The figure above is from Efficiently inferring the demographic history of many populations with allele count data. This preprint came out a few months ago, but I was prompted to revisit it after reading Spectrum of Neandertal introgression across modern-day humans indicates multiple episodes of human-Neandertal interbreeding.
The latter paper indicates that there were multiple waves to Neanderthal admixture into both Europeans and East Asians. The motivation to do the analysis is that East Asians are about ~12 percent more Neanderthal than Europeans. The authors don’t reject the idea that there was ‘dilution’ of Neanderthal through selection and especially admixture with a “Basal Eurasian” group which didn’t have Neanderthal ancestry. I don’t want to get into the details of the results except for one thing: the preprint confirms a consistent finding over the past eight years that the Neanderthal contribution to the modern human genome is from a single population.
Perhaps it was a small population. Or perhaps it was a large population that had gone through a bottleneck and was genetically not very differentiated. But unlike Denisovans it seems that it was a particular Neanderthal lineage that interacted with modern humans.
Moving back to the “Basal Eurasians,” notice some details of the schematic above. The divergence of Basal Eurasians from other non-Africans was ~80,000 years ago, across an interval of 70 to 100 thousand years ago. The admixture of Basal Eurasians into the proto-LBK population occurred ~30,000 years ago, across an interval of 11 to 41 thousand years ago. Ancient DNA from North Africa indicates that Basal Eurasians were already well admixed well before 11 thousand years ago.

════════════════════

**TASK REQUIREMENTS:**
**1.** For each statement, say whether the post on Neanderthal admixture agrees with it (yes or no), and quote the words from the post that settle it. (a) East Asians are about 12 percent more Neanderthal than Europeans. (b) The Neanderthal contribution to the modern human genome comes from several distinct populations. (c) Basal Eurasians split from other non-Africans about 30,000 years ago.
**2.** Rewrite the post on Neanderthal admixture from "Moving back to" to "11 thousand years ago.", changing "proto-LBK" to "early farmer".
**3.** According to the post on Neanderthal admixture, about when did Basal Eurasians mix into the proto-LBK population?

**GIVEN INFORMATION:**
════════════════════

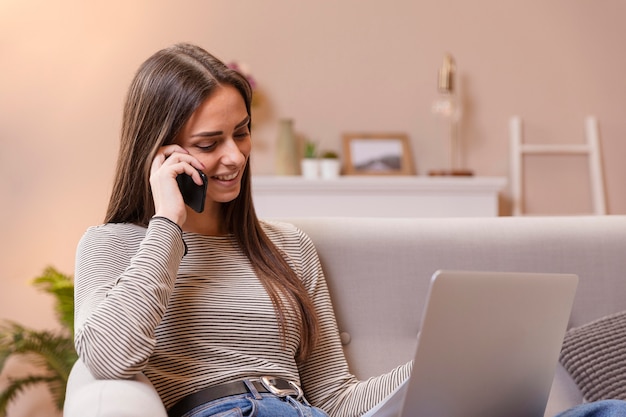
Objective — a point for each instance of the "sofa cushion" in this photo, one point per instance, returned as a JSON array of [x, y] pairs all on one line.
[[595, 356]]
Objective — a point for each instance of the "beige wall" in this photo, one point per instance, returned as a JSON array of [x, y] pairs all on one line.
[[347, 65]]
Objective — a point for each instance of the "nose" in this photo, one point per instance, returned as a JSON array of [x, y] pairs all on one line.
[[231, 154]]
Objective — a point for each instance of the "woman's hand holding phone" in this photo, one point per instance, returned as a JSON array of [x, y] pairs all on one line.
[[170, 162]]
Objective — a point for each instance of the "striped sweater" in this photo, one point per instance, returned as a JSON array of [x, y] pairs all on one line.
[[188, 321]]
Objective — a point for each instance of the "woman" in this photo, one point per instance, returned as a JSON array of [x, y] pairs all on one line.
[[207, 304]]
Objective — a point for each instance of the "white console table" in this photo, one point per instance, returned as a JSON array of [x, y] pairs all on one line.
[[377, 196]]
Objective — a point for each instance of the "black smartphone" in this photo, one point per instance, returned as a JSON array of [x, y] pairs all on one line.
[[193, 194]]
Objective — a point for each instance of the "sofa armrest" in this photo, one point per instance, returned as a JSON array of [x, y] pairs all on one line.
[[87, 396], [564, 394]]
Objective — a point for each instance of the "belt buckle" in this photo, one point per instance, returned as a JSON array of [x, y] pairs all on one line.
[[295, 390]]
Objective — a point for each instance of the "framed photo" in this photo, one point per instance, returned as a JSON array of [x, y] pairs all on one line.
[[377, 154]]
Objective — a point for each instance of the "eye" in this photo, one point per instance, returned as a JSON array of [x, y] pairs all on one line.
[[206, 147], [242, 134]]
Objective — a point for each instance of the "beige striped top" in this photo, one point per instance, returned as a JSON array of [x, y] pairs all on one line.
[[198, 319]]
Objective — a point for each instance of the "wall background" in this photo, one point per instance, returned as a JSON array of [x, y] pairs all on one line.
[[348, 65]]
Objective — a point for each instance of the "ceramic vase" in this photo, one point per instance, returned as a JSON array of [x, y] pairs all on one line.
[[286, 149]]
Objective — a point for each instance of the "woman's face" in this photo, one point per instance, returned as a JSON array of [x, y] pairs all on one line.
[[217, 135]]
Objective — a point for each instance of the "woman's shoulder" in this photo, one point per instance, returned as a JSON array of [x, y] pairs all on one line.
[[116, 229], [126, 233]]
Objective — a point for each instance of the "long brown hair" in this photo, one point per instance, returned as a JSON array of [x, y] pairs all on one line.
[[166, 90]]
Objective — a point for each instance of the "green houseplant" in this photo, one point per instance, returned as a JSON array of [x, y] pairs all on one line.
[[309, 165], [51, 351]]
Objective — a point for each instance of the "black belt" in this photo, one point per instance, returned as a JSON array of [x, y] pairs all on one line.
[[267, 384]]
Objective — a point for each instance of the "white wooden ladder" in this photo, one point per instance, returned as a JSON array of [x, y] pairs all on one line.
[[591, 148]]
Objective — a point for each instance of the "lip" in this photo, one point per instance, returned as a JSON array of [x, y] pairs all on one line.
[[226, 178]]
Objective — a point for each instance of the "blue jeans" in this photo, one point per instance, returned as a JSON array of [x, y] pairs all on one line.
[[605, 408], [247, 405]]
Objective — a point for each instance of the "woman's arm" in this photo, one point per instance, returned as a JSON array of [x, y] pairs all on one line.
[[325, 376], [124, 277]]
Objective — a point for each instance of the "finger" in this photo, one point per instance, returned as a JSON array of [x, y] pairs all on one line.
[[176, 153]]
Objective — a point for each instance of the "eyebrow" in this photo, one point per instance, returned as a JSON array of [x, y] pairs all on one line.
[[219, 132]]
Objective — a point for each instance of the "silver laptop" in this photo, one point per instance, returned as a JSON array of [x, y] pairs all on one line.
[[488, 346]]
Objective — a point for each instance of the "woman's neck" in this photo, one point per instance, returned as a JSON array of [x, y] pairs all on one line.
[[208, 222]]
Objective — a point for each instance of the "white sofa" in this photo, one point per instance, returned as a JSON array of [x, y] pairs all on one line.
[[379, 270]]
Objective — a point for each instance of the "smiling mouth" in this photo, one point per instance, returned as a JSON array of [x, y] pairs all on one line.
[[228, 177]]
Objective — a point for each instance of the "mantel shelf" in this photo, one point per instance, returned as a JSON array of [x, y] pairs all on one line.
[[377, 196]]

════════════════════

**ANSWERS GIVEN:**
**1.**
(a) Yes: "East Asians are about ~12 percent more Neanderthal than Europeans."
(b) No: "the Neanderthal contribution to the modern human genome is from a single population."
(c) No: "The divergence of Basal Eurasians from other non-Africans was ~80,000 years ago"

**2.**
Moving back to the “Basal Eurasians,” notice some details of the schematic above. The divergence of Basal Eurasians from other non-Africans was ~80,000 years ago, across an interval of 70 to 100 thousand years ago. The admixture of Basal Eurasians into the early farmer population occurred ~30,000 years ago, across an interval of 11 to 41 thousand years ago. Ancient DNA from North Africa indicates that Basal Eurasians were already well admixed well before 11 thousand years ago.

**3.** About 30,000 years ago, within an interval of 11 to 41 thousand years ago.